··· PASSAGE TO READ ···

# Course 3: Effective Field Theories in Light Nuclei: from Structure to Reactions

Information is **here** on the first TALENT course
on few-body methods in nuclear physics.

This second TALENT course on few-body methods in nuclear physics will be held at the MITP on the campus of the Johannes Gutenberg University Mainz (Germany) from 25 July to 12 August 2022. The principal lecturers are Sonia Bacca, Nir Barnea, Pierre Capel, Hans-Werner Hammer, Kai Hebeler and Daniel Phillips. See the course webpage https://indico.mitp.uni-mainz.de/event/279/ for more information and registration.

## Motivation and background

Effective Field Theories (EFTs) play a growing role in nuclear physics. They provide a powerful framework to exploit a separation of scales in physical systems. They are widely used in many branches of physics ranging from condensed matter to nuclear and particle physics. In nuclear physics, EFTs have been naturally applied in various ways. For example a Chiral-EFT can be derived upon the spontaneously and explicitly broken chiral symmetries of quantum chromodynamics (QCD). It can help building effective nucleon-nucleon as well as three-nucleon interactions, which give rise to Hamiltonians well-grounded in QCD. These Hamiltonian can then be used to study the structure of nuclei throughout the nuclear chart.

Another application of EFTs within nuclear physics is based on the cluster modelling of nuclei. Due to the tight binding of clusters of nucleons within the nucleus, such as alpha particles, selected nuclei can be reliably described as bound states of such clusters, rather than as an A-nucleon system. Because in most of the cases the internal structure of the clusters is not relevant, a description of these systems via an EFT is perfectly suited. This approach is often favoured to efficiently model low-energy reactions, like radiative-capture at astrophysical energies or reactions involving halo nuclei.

The goal of this TALENT course is to provide the attendees with a high level training on EFTs for nuclear physics and on the numerical methods to solve the few-body problem for light nuclei in both structure and reaction theory.

## Lectures and Learning Outcomes

The school will include the following lectures:

- "Introduction to Effective Field Theory" by Hans-Wener Hammer (TU Darmstadt)
- "Chiral Effective Field Theory and Nuclear Forces" by Kai Hebeler (TU Darmstadt)
- "Few-Nucleon Structure" by Nir Barnea (Hebrew Univ. of Jerusalem)
- "Few-Nucleon Reactions" by Sonia Bacca (JGU Mainz)
- "Halo Effective Field Theory" by Daniel Phillips (Ohio University)
- "Reactions with Halo Nuclei" by Pierre Capel (JGU Mainz)

With this school, we aim for the following learning outcomes:

- Understand the notion of effective field theories and their application to a variety of problems in nuclear physics and beyond.
- Learn how chiral-EFT interactions are built and used in practice.
- Make contact with the numerical techniques and computer programs used by experts in solving few-nucleon problems.
- Be able to solve numerically the two-body Schrödinger equation for bound and scattering states.
- From those results, be able to construct observables and compare to experimental data.
- Learn the different models of reaction that exist on the market and how to run some of the publicly available codes.
- Use these competences to build a two-body Hamiltonian in Halo-EFT and include it within working nuclear-reaction codes to analyse existing reaction data, e.g., for elastic scattering, transfer or breakup.

··· DATASET EXCERPT ···

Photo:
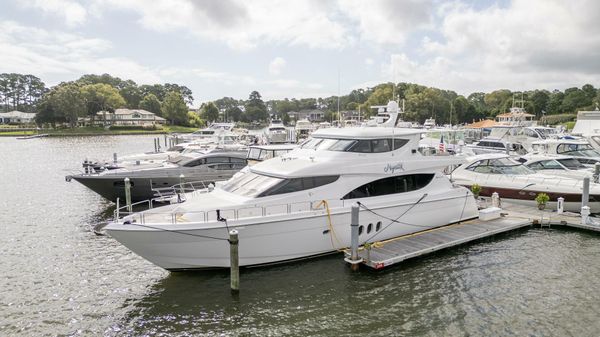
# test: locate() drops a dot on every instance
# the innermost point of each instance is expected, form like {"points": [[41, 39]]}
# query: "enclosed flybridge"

···

From the course page on effective field theories in light nuclei, give the title of each lecture the school will include.

◆ **FINAL RESULT**:
- Introduction to Effective Field Theory
- Chiral Effective Field Theory and Nuclear Forces
- Few-Nucleon Structure
- Few-Nucleon Reactions
- Halo Effective Field Theory
- Reactions with Halo Nuclei